_COMPITI RICHIESTI:_
1. Riscrivi il testo sulla diocesi di Milano cominciando da "Al servizio della" e proseguendo fino a "23 settembre 1565.", con "delegato" al posto di "vicario generale".
2. Secondo il testo sulla diocesi di Milano, in che anno ci fu l'epidemia durante la quale vennero assistiti gli appestati?

_TESTO FORNITO:_
Al servizio della diocesi di Milano, Ormaneto vi giunse il I° luglio 1564 come vicario generale di Carlo Borromeo e fedele esecutore delle sue istruzioni: organizzazione di un sinodo diocesano per un programma di applicazione dei decreti tridentini e di assunzione di misure disciplinari nei confronti degli abusi, assistenza dei gesuiti e loro inserimento nel seminario, creato e inaugurato in quello stesso anno.
Ottenuta dal papa l'autorizzazione a lasciare Roma, fece ingresso solenne a Milano il 23 settembre 1565. 
Dalla diocesi si assenterà soltanto in rare circostanze, fra cui i viaggi a Roma per l'assistenza religiosa al trapasso dello zio papa, per i conclavi, per l'anno santo del 1575, in occasione di conflitti di giurisdizione con il potere temporale, i governatori spagnoli del ducato di Milano, per pellegrinaggi a Loreto e alla Sacra Sindone, le visite alle valli svizzere.
Come a Bologna il cardinal Paleotti, Borromeo ritiene che la riforma delle diocesi passi attraverso la guida del vescovo, per cui la sua pratica è improntata a rafforzare il prestigio, l'autorità e i poteri del vescovo, in primis nell'organizzazione della sua diocesi.
Nelle scelte pastorali Carlo Borromeo considera di primaria importanza la celebrazione di sinodi diocesani e concili provinciali, l'effettuazione di visite pastorali della diocesi, l'attività di visitatore apostolico delle diocesi suffraganee.
La sua insistenza per una autonomia della giurisdizione ecclesiastica di fronte alle interferenze del potere temporale nelle questioni ecclesiastiche determinarono una conflittualità costante tra il vescovo da una parte, i governatori spagnoli ed il senato milanese dall'altra; nella stessa ottica si inseriscono gli sforzi di resistere alle interferenze del centralismo romano nell'amministrazione diocesana.
Intransigente nella lotta alle superstizioni, additò anche al popolo dei fedeli le pratiche religiose sostitutive: le processioni delle reliquie, le devozioni ai santi, i pellegrinaggi. Enorme popolarità gli venne dall'essersi prodigato personalmente con carità e dedizione a favore degli appestati durante l'epidemia del 1576.

_MATERIALE:_
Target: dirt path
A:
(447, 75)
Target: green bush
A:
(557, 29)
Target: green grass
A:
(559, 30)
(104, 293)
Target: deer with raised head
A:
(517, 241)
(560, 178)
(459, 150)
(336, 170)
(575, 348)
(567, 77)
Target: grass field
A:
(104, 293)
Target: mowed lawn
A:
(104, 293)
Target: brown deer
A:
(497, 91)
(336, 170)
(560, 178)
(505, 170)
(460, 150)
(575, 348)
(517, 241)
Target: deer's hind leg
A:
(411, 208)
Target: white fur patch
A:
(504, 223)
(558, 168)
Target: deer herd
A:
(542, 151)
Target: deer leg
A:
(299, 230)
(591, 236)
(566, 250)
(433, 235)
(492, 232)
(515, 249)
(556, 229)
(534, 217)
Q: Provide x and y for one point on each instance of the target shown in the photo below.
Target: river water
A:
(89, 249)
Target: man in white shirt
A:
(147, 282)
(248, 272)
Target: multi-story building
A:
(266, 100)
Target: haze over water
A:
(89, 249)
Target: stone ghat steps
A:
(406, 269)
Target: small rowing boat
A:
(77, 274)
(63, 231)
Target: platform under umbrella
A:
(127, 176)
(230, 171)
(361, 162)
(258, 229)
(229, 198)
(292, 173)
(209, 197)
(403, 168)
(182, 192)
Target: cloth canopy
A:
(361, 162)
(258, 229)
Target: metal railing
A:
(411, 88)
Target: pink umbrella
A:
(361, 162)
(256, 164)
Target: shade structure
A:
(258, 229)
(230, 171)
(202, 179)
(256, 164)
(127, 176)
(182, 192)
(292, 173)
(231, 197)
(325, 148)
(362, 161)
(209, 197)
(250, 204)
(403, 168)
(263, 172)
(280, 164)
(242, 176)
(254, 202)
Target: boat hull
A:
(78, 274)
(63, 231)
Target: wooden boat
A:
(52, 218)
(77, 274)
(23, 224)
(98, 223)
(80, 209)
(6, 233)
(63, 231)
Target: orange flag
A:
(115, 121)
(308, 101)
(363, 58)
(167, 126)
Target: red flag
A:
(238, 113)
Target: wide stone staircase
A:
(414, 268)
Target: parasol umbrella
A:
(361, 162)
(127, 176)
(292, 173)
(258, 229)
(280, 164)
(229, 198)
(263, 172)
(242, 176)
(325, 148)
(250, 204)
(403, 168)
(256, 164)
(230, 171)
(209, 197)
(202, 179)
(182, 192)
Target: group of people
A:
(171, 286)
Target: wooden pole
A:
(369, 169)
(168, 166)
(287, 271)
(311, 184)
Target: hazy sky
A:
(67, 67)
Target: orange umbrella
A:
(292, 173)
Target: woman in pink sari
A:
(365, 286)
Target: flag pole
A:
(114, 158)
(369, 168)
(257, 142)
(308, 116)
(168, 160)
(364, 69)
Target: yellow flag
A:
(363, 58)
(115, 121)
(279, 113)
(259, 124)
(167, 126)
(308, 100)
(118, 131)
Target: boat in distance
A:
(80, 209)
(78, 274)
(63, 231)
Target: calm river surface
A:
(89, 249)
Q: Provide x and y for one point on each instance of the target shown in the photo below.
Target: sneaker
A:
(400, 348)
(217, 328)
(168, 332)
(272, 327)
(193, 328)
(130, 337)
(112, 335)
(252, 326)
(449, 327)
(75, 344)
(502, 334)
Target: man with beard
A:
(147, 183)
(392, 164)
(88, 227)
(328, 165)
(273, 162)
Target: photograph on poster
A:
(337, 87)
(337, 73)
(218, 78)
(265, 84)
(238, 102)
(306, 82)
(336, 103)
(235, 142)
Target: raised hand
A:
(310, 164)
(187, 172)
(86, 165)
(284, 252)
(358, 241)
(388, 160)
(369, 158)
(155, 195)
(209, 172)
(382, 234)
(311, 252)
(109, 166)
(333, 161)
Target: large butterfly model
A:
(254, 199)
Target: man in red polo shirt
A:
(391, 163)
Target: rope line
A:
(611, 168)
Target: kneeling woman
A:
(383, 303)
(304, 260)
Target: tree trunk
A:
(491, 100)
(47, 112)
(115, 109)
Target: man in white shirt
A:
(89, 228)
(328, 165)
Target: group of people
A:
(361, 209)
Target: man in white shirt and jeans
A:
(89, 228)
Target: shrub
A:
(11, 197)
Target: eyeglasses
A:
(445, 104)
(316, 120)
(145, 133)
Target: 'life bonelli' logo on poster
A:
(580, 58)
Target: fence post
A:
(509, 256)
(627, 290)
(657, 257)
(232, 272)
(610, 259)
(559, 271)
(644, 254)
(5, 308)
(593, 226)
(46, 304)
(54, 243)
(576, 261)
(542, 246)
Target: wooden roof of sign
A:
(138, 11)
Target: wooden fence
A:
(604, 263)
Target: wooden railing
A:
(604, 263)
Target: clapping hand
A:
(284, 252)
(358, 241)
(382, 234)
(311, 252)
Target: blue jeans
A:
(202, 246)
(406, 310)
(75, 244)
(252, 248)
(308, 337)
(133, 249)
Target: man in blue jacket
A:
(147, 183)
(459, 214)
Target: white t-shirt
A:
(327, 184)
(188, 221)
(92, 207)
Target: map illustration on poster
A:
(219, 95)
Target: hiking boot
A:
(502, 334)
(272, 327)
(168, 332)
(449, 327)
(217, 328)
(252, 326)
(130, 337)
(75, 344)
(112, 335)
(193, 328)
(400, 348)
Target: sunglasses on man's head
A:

_RISPOSTE:_
1.
Al servizio della diocesi di Milano, Ormaneto vi giunse il I° luglio 1564 come delegato di Carlo Borromeo e fedele esecutore delle sue istruzioni: organizzazione di un sinodo diocesano per un programma di applicazione dei decreti tridentini e di assunzione di misure disciplinari nei confronti degli abusi, assistenza dei gesuiti e loro inserimento nel seminario, creato e inaugurato in quello stesso anno.
Ottenuta dal papa l'autorizzazione a lasciare Roma, fece ingresso solenne a Milano il 23 settembre 1565.

2. Nel 1576.